▶ **DIRECTIVE**
Update the rows below so that every "I would be thankful" becomes "I would be grateful", and leave everything else as it is.

=== PROVIDED RECORDS ===

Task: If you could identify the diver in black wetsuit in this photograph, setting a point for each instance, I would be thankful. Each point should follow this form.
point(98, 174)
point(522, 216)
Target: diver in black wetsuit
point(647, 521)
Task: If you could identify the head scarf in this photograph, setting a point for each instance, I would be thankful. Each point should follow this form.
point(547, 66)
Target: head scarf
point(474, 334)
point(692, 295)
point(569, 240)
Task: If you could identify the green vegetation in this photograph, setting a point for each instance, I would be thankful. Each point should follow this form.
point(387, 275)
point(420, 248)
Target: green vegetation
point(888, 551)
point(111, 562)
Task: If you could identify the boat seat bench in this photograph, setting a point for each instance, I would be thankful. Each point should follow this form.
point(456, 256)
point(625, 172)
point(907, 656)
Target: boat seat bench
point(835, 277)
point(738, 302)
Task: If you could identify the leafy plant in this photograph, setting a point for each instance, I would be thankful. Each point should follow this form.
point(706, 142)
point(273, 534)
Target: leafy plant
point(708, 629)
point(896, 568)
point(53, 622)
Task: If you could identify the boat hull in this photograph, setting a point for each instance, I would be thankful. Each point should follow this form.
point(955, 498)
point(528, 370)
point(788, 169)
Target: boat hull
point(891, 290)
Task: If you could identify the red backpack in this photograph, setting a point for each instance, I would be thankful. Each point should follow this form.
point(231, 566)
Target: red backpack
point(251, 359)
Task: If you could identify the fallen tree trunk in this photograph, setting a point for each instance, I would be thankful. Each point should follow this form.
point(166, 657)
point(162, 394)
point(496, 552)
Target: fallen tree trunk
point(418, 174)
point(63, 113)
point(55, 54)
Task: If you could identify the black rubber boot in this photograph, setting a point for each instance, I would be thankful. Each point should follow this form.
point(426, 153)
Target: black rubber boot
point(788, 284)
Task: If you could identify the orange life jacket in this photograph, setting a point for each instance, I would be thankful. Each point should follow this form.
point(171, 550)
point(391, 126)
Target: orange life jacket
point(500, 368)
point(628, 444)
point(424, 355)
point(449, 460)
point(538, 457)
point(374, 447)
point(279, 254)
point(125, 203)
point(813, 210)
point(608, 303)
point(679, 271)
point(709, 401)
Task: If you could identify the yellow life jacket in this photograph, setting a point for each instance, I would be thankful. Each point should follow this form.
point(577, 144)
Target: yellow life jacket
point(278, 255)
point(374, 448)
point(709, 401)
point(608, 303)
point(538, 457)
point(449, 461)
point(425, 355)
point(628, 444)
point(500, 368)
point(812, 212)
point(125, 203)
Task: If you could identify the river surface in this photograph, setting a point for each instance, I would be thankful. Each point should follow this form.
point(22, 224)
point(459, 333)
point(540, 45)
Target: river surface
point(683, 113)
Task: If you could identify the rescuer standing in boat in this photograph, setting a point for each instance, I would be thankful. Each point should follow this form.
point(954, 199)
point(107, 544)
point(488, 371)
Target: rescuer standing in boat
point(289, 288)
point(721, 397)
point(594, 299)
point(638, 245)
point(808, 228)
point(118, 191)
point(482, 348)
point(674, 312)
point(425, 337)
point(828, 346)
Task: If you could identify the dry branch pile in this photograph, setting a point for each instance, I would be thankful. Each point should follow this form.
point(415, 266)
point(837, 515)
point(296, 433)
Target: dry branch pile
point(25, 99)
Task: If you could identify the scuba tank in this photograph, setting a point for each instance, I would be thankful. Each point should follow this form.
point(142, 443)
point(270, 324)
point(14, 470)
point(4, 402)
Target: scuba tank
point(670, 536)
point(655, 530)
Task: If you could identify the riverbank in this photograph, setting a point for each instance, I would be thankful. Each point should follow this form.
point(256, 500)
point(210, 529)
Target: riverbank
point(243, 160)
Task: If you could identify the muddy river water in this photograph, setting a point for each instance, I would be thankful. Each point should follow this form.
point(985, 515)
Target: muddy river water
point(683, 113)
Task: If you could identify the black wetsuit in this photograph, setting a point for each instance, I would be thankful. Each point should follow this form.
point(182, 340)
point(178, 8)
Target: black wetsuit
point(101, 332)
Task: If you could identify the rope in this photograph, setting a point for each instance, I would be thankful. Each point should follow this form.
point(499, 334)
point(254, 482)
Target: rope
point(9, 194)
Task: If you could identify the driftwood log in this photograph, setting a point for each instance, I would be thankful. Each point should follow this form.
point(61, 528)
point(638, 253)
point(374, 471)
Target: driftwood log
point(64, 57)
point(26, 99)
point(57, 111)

===

▶ **RESULT OF THIS TASK**
Task: If you could identify the diver in black wetsuit in this photograph, setting a point for each instance, I would be grateful. Each point should follow this form.
point(98, 174)
point(522, 216)
Target: diver in black wetsuit
point(647, 521)
Task: If you could identify the head scarf in this photograph, setting a point for each instance, I would be grateful. Each point should follow this form.
point(547, 66)
Target: head scarf
point(474, 334)
point(692, 295)
point(569, 240)
Task: If you could identify the green vegetation in this photograph, setting a point for each instance, I would be grateful. Each point should follow this form.
point(387, 275)
point(420, 248)
Target: green vegetation
point(888, 551)
point(111, 562)
Task: If you could identify the boat seat bench in this photograph, setting a point for each instance, I would be grateful. Each point should follow this form.
point(456, 256)
point(625, 172)
point(907, 656)
Target: boat seat bench
point(835, 277)
point(738, 302)
Task: If you could identify the leafy plant in this photograph, setting a point for each instance, I would be grateful. Each point should follow this form.
point(706, 142)
point(273, 534)
Target: leafy plant
point(708, 629)
point(896, 568)
point(53, 622)
Task: If you could identify the boat hull in this photograph, setting a point for each instance, I would be grateful. Each point should follow this form.
point(955, 498)
point(528, 370)
point(788, 169)
Target: boat hull
point(891, 290)
Task: If you could identify the red backpack in this photograph, setting a point for each instance, I would be grateful. Each point should follow this form.
point(231, 566)
Target: red backpack
point(251, 359)
Task: If you could identify the fallen tree trunk in this photograph, setting a point for each instance, I would be grateful. Each point should follow this form.
point(166, 657)
point(162, 394)
point(496, 552)
Target: fallen tree trunk
point(418, 174)
point(63, 113)
point(55, 54)
Task: If you could identify the black rubber boot in this photograph, setting a point for each instance, I would be grateful. Each point should follow this form.
point(426, 153)
Target: black rubber boot
point(788, 284)
Task: If you could identify the orange life jacket in this photograph, setting a point for each instance, I would be grateful. Each point should follow this form.
point(171, 550)
point(391, 126)
Target: orange life jacket
point(500, 368)
point(628, 444)
point(424, 355)
point(449, 460)
point(538, 457)
point(374, 447)
point(279, 254)
point(125, 203)
point(813, 210)
point(608, 303)
point(679, 271)
point(709, 401)
Task: If you could identify the yellow life jacket in this photograph, setting a point for each instance, I would be grateful. Each point should follow this form.
point(577, 144)
Target: yellow life jacket
point(278, 255)
point(374, 448)
point(709, 401)
point(608, 303)
point(538, 457)
point(449, 461)
point(425, 355)
point(628, 444)
point(500, 368)
point(812, 212)
point(125, 203)
Task: If you could identify the river surface in this photograph, setting a point for each instance, I would be grateful. Each point should follow this form.
point(22, 224)
point(459, 333)
point(540, 45)
Target: river surface
point(683, 113)
Task: If you could identify the rescuer standing in boat in this photograph, setting a point for each instance, I would be grateful. Each point should follow this form.
point(954, 199)
point(107, 544)
point(488, 371)
Target: rescuer standing in boat
point(289, 288)
point(721, 397)
point(594, 299)
point(638, 245)
point(808, 228)
point(118, 191)
point(482, 348)
point(674, 312)
point(425, 337)
point(828, 346)
Task: If you could identify the dry branch pile in this photograph, setting a point for each instance, I would be grateful. Each point should follow this form.
point(415, 266)
point(837, 515)
point(296, 433)
Target: dry branch pile
point(25, 99)
Task: If you could identify the scuba tank in this photograph, setting a point for each instance, I would be grateful. Each point should follow this form.
point(142, 443)
point(270, 324)
point(14, 470)
point(4, 402)
Target: scuba tank
point(670, 536)
point(655, 530)
Task: If you could identify the riverbank in this photograph, setting a point for each instance, I would be grateful. Each point should follow this form.
point(256, 500)
point(210, 529)
Target: riverbank
point(243, 160)
Task: If you could identify the muddy river water in this photograph, setting a point for each instance, I would be grateful. Each point should follow this form.
point(985, 515)
Target: muddy river water
point(683, 113)
Task: If you could identify the black wetsuit in this photograph, setting a point for each instance, I would be grateful. Each point should follow this form.
point(182, 340)
point(178, 8)
Target: black wetsuit
point(101, 332)
Task: If you could identify the rope in this photograph, setting a point for each instance, I would be grateful. Each point should follow this form.
point(499, 334)
point(254, 482)
Target: rope
point(9, 194)
Task: If you could identify the driftwood log in this photograph, setting a point for each instance, I would be grateful. Each point should follow this form.
point(61, 528)
point(638, 253)
point(374, 471)
Target: driftwood log
point(64, 57)
point(26, 99)
point(57, 111)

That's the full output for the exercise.